- Source document
During stay at home time, the students exchanged social media, discovered similar concerns from in-person class time at multiple Irving High Schools, and formed an organization they call ‘Irving Diverse Student Alliance,’ or IDSA.

They claim 40 students have come forward with complaints at Irving High School, Nimitz High School, MacArthur High School and Singley Career Academy.

With their parents’ approval, NBC5 spoke with three of the Irving students Friday.

Singley student Shamama Anjum said she receives frequent harassment over her Muslim faith and the hijab veil she wears.

“I always hear the kids, students making racial, hijab comments. If teachers hear it, they allow it. They don’t step in. They don’t tell them to stop and at times they even laugh about it,” she said.

Singley student Anyssa Martinez said a staff member once told her she is a “fake Latino.”

“She said that because my skin color was just a little bit lighter and I wasn’t brown, that I wasn’t supposed to call myself that, that I didn’t own it,” Martinez said.

MacArthur student Elizah Esquibel said the group wants changes.

“We have asked to push more sensitivity training, longer, more hands-on for the teachers. A lot of teachers that we ask about their training, they say they don’t remember it. It was like five minutes,” she said. “How do you go over so many cultures and so many religions in like five minutes? They don’t remember it. And that’s why a lot of teachers don’t know what to do in situations like that.”

- Written tasks
[a] Reproduce the stretch of the article on the Irving student alliance from "During stay at" through "Alliance,’ or IDSA.".
[b] List every school named in the article on the Irving student alliance.
[c] Pick up the article on the Irving student alliance after its last sentence and continue it.

- Data supplied
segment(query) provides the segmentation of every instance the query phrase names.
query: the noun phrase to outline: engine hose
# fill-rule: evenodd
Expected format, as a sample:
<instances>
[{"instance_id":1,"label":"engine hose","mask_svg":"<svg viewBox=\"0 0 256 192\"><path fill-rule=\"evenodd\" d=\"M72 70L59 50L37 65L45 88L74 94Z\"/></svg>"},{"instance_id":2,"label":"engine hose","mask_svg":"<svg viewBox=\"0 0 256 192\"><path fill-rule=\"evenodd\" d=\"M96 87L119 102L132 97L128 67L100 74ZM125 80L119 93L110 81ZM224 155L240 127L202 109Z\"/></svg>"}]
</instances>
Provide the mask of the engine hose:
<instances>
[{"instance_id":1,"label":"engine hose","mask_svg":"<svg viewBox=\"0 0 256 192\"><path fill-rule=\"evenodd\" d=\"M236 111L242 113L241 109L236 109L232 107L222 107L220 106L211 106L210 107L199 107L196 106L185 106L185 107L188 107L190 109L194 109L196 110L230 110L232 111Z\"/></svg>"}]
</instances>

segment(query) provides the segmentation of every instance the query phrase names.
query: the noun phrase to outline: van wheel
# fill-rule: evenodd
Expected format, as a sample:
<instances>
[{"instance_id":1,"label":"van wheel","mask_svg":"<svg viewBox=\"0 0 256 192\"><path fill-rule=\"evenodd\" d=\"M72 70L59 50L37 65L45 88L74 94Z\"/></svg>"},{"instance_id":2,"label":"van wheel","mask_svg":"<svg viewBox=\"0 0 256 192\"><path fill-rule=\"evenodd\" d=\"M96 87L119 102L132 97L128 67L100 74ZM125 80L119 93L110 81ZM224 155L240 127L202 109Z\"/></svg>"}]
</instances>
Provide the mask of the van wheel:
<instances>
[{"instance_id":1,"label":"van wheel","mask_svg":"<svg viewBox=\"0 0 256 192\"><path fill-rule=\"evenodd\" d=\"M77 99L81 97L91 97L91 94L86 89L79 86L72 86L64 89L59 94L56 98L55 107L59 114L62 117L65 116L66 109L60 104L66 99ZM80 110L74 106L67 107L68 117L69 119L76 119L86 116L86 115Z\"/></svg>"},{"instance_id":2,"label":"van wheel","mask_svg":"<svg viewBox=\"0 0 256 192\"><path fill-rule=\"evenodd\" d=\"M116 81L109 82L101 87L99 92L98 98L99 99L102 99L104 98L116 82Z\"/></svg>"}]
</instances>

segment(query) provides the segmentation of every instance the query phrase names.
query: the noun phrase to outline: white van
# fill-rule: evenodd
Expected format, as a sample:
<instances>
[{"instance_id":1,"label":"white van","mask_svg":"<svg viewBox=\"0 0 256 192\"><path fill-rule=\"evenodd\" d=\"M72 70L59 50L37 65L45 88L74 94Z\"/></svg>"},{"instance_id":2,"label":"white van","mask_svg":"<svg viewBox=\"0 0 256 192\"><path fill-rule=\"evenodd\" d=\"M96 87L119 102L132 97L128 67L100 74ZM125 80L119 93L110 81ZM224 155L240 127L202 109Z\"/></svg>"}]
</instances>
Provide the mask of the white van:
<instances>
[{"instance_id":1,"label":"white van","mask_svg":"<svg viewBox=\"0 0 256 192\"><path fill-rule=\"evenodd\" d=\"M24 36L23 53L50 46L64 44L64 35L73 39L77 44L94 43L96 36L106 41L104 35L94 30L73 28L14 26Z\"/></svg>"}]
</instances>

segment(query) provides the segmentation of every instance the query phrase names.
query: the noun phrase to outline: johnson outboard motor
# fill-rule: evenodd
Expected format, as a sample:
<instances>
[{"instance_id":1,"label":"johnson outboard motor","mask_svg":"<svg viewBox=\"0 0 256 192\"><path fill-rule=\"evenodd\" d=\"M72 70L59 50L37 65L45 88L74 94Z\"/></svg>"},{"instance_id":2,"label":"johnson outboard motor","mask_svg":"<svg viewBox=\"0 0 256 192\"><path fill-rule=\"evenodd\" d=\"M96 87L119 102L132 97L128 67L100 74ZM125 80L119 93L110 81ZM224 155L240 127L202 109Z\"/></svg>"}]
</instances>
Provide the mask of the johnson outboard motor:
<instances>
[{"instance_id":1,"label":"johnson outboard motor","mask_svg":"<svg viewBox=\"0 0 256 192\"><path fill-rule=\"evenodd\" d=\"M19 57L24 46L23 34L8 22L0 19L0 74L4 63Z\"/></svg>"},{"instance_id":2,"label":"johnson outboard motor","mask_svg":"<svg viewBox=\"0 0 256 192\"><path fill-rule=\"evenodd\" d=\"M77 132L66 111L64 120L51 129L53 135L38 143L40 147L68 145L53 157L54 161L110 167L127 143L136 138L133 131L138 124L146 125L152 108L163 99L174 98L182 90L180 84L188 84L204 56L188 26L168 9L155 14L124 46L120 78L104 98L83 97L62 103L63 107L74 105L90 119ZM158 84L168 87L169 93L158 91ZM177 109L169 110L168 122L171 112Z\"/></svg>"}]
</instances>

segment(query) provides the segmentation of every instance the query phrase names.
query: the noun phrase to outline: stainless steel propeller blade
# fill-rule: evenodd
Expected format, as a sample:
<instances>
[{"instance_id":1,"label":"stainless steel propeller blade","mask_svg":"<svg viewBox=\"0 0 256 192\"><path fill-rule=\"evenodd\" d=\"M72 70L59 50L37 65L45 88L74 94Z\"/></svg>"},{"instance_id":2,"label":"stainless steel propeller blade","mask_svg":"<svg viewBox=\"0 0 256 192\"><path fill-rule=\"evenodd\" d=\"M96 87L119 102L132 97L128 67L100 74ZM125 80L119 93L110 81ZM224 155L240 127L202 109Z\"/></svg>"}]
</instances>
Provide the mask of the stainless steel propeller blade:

- Answers for the tasks
[a]
During stay at home time, the students exchanged social media, discovered similar concerns from in-person class time at multiple Irving High Schools, and formed an organization they call ‘Irving Diverse Student Alliance,’ or IDSA.

[b]
Irving High School
Nimitz High School
MacArthur High School
Singley Career Academy

[c]
MacArthur High School was the center of international attention five years ago when student Ahmed Mohamed was arrested and suspended from classes for bringing to school a clock that a teacher thought might be a bomb.

The student was later released and invited to the White House by then President Barack Obama as a show of support for technology education.

Irving ISD at the time supported the teacher and administrators’ actions.

“I don't think change has happened at MacArthur. I think it's still a lot of racially charged issues,” Esquibel said.

Irving ISD Trustees have taken the student complaints seriously. A special school board meeting was held outdoors on June 9 to hear the students speak.

School Board President A.D. Jenkins said Friday that he wants to hear from administrators at Monday’s school board meeting before making any comments.

A request for comment from administrators Friday was answered with an email statement from Communications Director Nicole Mansell.

“Irving ISD values all students and believes each one should be treated with respect, equality and compassion. The district is committed to providing an environment where all students can safely learn.”

“This past month, concerns and accusations regarding racism and sexism from several of our students have been brought to our attention.  The behaviors indicated in these complaints are not tolerated in Irving ISD and are not an accurate depiction of the caring, compassionate and empathetic staff we strive to hire.  The district pledges to investigate each of these allegations thoroughly.”

“In 2015, Irving ISD began training teachers to intentionally develop a culturally responsive staff. Additionally, every teacher takes a course on ethical standards, bullying and hazing. The district also plans to offer cultural diversity training to students. We will remain committed to educating our staff and students about the importance of celebrating cultural diversity.”

“Irving ISD is devoted to building a culture of kindness and compassion”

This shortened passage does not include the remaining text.